═════ Records for processing

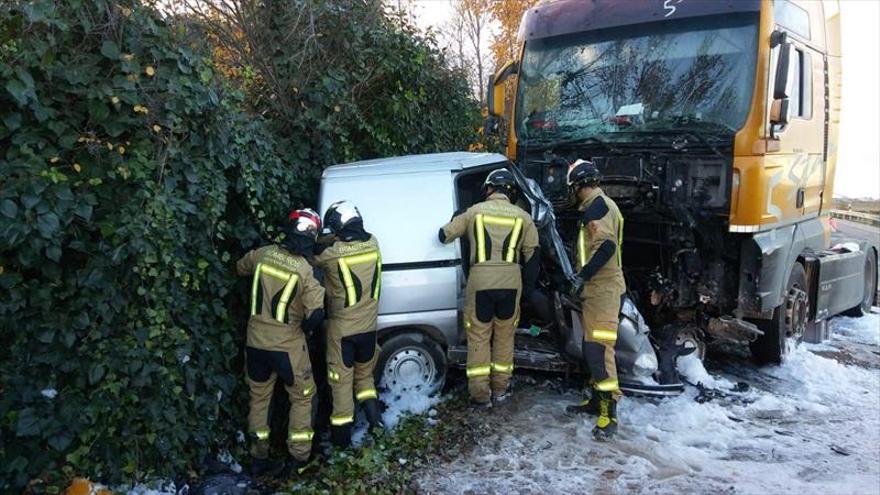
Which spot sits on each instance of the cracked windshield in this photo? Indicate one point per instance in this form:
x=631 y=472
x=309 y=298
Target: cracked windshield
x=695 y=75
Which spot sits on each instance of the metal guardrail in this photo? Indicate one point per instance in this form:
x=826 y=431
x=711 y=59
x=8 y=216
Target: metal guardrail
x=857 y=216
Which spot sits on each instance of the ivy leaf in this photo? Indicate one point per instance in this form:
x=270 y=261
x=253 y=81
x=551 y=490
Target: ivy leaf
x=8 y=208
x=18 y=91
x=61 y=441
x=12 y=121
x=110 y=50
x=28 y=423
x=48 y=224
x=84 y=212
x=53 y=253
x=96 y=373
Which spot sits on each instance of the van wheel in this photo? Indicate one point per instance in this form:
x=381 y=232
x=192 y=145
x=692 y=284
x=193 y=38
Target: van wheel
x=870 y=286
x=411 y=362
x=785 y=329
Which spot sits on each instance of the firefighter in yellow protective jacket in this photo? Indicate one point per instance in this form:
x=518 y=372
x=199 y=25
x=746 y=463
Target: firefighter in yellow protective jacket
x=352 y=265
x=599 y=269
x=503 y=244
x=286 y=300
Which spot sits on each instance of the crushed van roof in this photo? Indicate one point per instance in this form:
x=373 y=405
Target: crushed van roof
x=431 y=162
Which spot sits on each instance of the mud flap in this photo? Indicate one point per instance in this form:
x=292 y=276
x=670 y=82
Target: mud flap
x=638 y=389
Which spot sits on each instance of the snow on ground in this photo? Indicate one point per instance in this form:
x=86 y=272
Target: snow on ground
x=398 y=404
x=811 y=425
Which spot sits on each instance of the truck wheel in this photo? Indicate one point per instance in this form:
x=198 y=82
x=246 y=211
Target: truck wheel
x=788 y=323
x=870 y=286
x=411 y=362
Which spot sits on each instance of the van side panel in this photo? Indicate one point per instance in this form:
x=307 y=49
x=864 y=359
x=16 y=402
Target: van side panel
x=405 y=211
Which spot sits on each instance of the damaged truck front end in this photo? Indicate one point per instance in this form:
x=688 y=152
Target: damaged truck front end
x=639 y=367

══════════
═════ Records for processing

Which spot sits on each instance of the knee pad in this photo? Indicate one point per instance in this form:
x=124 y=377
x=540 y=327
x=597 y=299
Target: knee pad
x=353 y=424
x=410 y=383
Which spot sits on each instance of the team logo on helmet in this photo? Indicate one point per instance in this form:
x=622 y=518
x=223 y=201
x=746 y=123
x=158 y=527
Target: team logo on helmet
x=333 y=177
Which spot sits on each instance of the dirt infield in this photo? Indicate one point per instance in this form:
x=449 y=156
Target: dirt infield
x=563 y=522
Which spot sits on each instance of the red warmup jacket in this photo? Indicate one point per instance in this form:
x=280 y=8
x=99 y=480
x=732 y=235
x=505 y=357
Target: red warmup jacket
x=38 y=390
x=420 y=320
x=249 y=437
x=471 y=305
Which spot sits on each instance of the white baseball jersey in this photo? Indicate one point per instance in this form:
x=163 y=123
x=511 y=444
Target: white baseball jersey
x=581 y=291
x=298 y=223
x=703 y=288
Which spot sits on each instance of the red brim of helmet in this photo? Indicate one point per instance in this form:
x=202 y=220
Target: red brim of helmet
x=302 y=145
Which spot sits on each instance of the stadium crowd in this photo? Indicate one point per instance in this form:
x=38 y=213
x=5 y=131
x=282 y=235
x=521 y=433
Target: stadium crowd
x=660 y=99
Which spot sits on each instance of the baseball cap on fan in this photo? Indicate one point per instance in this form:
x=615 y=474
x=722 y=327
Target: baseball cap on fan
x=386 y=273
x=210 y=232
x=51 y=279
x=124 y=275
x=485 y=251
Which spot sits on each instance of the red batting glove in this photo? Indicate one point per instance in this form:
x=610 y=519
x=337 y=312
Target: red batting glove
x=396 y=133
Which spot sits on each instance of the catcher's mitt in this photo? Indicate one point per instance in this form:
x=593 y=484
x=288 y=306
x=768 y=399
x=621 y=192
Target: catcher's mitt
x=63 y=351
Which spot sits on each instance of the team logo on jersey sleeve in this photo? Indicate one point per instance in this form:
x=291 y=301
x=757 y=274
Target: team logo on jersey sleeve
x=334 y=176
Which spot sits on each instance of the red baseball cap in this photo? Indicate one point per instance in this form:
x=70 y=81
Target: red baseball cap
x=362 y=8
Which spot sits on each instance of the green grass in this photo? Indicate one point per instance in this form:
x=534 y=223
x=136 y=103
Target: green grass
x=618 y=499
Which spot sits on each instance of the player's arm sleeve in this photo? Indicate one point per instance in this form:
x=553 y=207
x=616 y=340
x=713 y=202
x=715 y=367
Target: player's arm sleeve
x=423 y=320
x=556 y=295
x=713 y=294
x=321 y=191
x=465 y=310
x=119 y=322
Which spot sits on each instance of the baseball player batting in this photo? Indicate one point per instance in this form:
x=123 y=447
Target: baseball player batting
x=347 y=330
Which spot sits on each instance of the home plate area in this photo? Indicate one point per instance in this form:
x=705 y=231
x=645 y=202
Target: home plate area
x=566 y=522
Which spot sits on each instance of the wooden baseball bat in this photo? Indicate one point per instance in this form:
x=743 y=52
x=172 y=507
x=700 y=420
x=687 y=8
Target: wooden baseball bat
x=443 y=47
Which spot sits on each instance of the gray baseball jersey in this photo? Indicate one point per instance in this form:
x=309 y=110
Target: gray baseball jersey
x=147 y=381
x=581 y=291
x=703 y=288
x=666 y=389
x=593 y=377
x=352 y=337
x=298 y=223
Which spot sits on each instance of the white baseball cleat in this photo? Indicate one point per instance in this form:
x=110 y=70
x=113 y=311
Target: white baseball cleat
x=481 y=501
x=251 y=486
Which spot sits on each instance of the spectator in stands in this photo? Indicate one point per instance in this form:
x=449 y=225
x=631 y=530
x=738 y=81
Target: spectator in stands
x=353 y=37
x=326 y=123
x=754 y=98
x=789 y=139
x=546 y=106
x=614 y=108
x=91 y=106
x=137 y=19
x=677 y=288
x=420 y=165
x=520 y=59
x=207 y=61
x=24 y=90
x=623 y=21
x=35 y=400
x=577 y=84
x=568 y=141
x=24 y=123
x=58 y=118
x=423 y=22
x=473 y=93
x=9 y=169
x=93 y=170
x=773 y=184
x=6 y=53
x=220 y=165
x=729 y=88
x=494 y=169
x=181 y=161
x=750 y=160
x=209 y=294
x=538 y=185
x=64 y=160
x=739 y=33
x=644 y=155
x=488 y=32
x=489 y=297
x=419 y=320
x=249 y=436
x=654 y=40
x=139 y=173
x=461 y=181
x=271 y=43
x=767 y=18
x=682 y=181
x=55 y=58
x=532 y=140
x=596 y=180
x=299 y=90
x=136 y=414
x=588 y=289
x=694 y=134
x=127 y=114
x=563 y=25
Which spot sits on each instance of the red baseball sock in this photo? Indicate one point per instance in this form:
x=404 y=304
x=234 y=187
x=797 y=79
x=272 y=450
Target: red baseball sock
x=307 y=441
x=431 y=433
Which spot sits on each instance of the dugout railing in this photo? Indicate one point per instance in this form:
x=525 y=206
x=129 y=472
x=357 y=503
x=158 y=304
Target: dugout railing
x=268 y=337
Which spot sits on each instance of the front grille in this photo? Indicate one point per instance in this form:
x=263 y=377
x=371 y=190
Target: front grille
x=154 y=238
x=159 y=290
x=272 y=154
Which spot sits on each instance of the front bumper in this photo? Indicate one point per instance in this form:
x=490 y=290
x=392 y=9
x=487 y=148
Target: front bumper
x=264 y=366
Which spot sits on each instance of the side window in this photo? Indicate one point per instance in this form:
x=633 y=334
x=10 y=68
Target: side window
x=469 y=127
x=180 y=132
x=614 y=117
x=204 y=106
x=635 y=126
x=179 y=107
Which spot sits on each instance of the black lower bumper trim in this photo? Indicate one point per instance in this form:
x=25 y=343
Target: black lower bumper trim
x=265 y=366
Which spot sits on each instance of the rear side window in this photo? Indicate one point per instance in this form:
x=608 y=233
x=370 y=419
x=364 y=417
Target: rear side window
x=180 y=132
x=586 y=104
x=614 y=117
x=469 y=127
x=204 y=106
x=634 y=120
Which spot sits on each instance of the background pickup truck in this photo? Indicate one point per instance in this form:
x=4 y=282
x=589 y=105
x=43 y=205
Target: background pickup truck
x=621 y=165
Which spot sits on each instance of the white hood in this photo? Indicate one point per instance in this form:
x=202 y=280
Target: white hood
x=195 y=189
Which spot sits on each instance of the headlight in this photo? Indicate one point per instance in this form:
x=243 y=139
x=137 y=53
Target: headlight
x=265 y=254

══════════
═════ Records for processing

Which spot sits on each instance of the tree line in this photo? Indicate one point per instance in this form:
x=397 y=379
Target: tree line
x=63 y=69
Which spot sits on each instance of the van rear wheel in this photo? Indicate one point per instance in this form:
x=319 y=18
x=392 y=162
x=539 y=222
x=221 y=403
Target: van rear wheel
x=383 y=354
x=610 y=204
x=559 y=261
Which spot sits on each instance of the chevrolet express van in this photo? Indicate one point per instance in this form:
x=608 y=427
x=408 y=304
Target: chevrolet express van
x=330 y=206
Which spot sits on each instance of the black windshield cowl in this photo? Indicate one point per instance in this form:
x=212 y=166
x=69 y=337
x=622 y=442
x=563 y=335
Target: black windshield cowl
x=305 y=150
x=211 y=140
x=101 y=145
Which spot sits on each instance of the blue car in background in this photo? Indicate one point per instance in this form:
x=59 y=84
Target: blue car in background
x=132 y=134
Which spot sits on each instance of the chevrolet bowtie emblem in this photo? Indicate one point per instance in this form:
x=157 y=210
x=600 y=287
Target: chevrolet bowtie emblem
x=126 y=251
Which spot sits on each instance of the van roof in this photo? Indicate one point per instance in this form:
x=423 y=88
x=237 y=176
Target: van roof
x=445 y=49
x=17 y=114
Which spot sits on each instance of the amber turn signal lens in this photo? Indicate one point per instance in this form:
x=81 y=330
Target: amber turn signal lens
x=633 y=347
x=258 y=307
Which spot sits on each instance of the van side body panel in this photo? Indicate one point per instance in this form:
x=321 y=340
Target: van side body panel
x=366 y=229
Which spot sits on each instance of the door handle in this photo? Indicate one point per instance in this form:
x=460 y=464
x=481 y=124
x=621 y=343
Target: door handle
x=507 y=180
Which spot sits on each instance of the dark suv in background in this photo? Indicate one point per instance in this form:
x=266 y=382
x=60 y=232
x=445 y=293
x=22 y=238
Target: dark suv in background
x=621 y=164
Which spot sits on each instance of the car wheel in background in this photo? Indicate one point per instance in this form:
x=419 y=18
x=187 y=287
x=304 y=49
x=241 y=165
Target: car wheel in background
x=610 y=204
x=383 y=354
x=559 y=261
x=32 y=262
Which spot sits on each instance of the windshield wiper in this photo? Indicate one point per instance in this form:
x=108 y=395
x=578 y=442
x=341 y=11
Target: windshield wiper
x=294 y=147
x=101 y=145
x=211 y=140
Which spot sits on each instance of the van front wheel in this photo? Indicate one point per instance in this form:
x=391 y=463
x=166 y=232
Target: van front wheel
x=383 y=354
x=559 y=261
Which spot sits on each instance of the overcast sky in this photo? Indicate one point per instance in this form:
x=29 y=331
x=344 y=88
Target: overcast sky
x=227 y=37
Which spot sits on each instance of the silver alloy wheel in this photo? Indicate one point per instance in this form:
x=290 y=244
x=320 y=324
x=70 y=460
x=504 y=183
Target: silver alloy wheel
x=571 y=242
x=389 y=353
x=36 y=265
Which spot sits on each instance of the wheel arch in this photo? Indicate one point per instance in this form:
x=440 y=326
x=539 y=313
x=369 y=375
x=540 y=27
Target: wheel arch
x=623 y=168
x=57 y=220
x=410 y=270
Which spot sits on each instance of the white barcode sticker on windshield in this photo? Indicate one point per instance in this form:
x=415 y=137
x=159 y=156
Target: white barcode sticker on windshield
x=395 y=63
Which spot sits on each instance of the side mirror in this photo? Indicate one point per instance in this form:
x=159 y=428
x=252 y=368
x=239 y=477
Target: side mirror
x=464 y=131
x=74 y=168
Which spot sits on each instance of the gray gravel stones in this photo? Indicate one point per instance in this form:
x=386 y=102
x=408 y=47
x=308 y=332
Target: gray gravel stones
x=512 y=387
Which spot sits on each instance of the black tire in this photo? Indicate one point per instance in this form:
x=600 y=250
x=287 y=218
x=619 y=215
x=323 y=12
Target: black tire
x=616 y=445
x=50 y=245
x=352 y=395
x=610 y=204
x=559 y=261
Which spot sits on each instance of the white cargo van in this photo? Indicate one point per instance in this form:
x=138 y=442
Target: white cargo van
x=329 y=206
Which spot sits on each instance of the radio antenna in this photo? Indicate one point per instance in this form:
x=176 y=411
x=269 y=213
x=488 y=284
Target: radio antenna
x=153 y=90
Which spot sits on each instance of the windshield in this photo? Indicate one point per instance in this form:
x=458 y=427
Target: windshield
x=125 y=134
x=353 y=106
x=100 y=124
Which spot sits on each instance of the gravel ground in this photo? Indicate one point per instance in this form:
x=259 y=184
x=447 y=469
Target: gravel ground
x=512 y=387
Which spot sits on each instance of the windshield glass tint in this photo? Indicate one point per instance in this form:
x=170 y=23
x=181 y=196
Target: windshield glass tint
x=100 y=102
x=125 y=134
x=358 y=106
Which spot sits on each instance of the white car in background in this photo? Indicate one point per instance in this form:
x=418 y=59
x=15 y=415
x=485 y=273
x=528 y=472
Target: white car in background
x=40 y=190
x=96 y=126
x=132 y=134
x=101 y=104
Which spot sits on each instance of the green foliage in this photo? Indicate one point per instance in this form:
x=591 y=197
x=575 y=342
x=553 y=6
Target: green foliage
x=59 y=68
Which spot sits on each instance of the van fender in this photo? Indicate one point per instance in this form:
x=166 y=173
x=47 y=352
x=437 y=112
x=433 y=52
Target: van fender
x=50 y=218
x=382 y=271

══════════

▶ What needs to be done
Beginning at the line above with "Which spot sits on each instance of the van front" and finishing at the line with "Which spot sits on each instance of the black tire", return each line exactly and return nothing else.

▶ Response area
Which spot sits on each instance of the van front wheel in this photo? Indicate one point per instance in this form:
x=391 y=463
x=166 y=232
Target: van front wheel
x=383 y=354
x=559 y=261
Which spot sits on each instance of the overcast sky in this photo? Indicate one point per instance in this form:
x=29 y=331
x=344 y=88
Target: overcast sky
x=227 y=37
Which spot sits on each instance of the silver alloy wheel in this photo? Indicate one point per instance in this form:
x=290 y=244
x=320 y=324
x=70 y=460
x=504 y=183
Target: silver alloy wheel
x=571 y=242
x=389 y=353
x=36 y=265
Which spot sits on each instance of the wheel arch in this photo? Indicate one point per instance in this form:
x=440 y=326
x=539 y=313
x=369 y=375
x=540 y=27
Target: wheel arch
x=623 y=168
x=57 y=220
x=410 y=270
Which spot sits on each instance of the white barcode sticker on windshield in this photo? Indicate one point per instance in this form:
x=415 y=137
x=159 y=156
Target: white barcode sticker on windshield
x=395 y=63
Which spot sits on each instance of the side mirror in this photo? Indicate one point per instance in this form:
x=159 y=428
x=252 y=368
x=239 y=477
Target: side mirror
x=464 y=131
x=74 y=168
Which spot sits on each instance of the gray gravel stones in this photo? Indicate one point per instance in this form:
x=386 y=102
x=408 y=47
x=308 y=332
Target: gray gravel stones
x=512 y=387
Which spot sits on each instance of the black tire in this photo? Indicate one point per instance in this form:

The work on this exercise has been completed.